_TEXTE À LIRE_
═══

Carte blanche de Didier Rance 06h07

Quand nous chantons ou lisons les Psaumes, il y a un aspect qui nous échappe sans que nous nous en rendions compte, à savoir qu’ils ont été composés à une époque de l’histoire d’Israël ou la foi dans la vie éternelle n’existait pas vraiment encore, sinon comme sur le  mode de l’ombre, de l’évanescence, des ténèbres infinies et du silence. Un temps où tout simplement Dieu ne l’avait pas encore révélée, car toute la Révélation est une progression, une dynamique. Pour David et les chantres qui ont composé les psaumes, à la mort tout s’arrête, et c’est pour toujours. Ainsi le psaume 115 : « Les morts ne chantent pas la louange du Seigneur, eux qui descendent dans le monde du silence ». Ou encore le 142 : « Ne me cache pas ton visage : je serais de ceux qui tombent dans la fosse », et tant d’autres…

Quand on sait cela on comprend mieux cet amour qui semble exacerbé de cette vie et le désir de la conserver, qui transpirent des psaumes (qui ne sont pas mauvais en soi, loin s’en faut). Il n’y a pour l’homme qu’une vie qui mérite ce nom, celle sur terre, et nous semblons bien loin des paroles de Jésus sur « qui veut sauver la vie la perdra ».

Pourquoi ce retard à le révéler ? J’aime bien l’hypothèse de C.S. Lewis – l’auteur de Narnia qui a publié un bon petit livre sur les Psaumes. Comme Claudel, il n’a pas écrit pas un livre de spécialiste, mais de poète et de créateur, avec le cœur et l’intuition.

═══

_DONNÉES PRÉSENTÉES_
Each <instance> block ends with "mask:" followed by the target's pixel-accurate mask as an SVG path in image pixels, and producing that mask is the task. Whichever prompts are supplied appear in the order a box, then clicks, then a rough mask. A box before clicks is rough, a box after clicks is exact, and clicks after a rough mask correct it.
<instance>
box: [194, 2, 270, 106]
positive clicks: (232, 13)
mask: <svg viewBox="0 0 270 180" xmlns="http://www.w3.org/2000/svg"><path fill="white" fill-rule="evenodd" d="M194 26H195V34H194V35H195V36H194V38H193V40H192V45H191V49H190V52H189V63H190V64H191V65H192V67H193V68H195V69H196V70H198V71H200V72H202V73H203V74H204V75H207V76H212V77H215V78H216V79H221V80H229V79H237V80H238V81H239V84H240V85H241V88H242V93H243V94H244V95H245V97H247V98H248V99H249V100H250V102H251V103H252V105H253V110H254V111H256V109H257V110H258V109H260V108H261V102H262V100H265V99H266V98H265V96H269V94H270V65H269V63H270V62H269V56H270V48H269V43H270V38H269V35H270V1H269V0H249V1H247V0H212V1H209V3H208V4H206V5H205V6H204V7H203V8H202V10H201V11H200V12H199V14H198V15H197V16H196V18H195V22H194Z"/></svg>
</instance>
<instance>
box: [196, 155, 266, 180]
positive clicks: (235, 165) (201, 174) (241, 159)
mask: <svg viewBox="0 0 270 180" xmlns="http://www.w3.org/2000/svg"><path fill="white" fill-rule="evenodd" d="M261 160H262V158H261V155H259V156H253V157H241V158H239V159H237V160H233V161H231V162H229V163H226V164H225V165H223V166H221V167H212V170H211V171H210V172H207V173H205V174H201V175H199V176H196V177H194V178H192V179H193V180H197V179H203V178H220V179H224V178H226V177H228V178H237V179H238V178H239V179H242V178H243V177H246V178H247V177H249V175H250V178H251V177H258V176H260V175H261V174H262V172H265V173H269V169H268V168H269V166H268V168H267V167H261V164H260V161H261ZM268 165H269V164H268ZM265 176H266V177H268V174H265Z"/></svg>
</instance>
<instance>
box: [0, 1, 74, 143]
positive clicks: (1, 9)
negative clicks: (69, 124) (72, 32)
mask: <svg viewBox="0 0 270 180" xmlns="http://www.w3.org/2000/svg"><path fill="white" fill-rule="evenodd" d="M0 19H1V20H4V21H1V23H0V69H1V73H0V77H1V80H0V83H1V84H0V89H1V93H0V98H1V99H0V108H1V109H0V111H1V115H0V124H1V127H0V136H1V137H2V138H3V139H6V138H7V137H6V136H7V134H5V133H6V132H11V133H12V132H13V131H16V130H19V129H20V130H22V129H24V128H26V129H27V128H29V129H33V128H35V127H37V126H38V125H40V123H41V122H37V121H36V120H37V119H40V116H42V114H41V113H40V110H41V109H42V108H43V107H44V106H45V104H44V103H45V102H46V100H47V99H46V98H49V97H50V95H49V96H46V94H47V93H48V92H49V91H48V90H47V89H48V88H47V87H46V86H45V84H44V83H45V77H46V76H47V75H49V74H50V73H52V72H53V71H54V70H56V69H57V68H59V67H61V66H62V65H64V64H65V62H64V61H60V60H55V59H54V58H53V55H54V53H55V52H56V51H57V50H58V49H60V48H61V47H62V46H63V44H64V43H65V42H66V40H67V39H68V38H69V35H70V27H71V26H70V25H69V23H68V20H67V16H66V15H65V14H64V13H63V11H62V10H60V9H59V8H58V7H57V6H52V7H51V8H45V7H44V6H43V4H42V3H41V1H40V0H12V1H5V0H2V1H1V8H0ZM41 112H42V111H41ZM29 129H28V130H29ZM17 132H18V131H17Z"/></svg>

═══

_CONSIGNE_
Poursuivez la chronique sur les Psaumes et la vie éternelle en reprenant après sa dernière phrase.

_RÉPONSE_
Lewis nous dit : Dieu a attendu longtemps avant de révéler jusqu’où allait son projet d’alliance avec l’homme, jusqu’à la vie éternelle, pour que l’homme commence par la nouer avec lui et pour lui et non dans l’espoir d’une récompense. Et c’est bien ce que nous avons dans les Psaumes, et ailleurs dans l’Ancien Testament : Dieu est aimé parce qu’il est Dieu, sans rien attendre ni espérer pour notre vie éternelle. Il y a une grandeur dans cela, qu’on retrouve dans le hassidisme par exemple. Bien sûr nous ne pouvons pas faire aujourd’hui comme si la Révélation s’était arrêtée là, comme si la fin de l’Ancien Testament et surtout les Évangiles n’existaient pas. Mais nous devons hiérarchiser notre relation à Dieu et l’aimer d’abord pour lui-même, pas pour les dons qu’il nous prodigue, aussi grands soient-ils.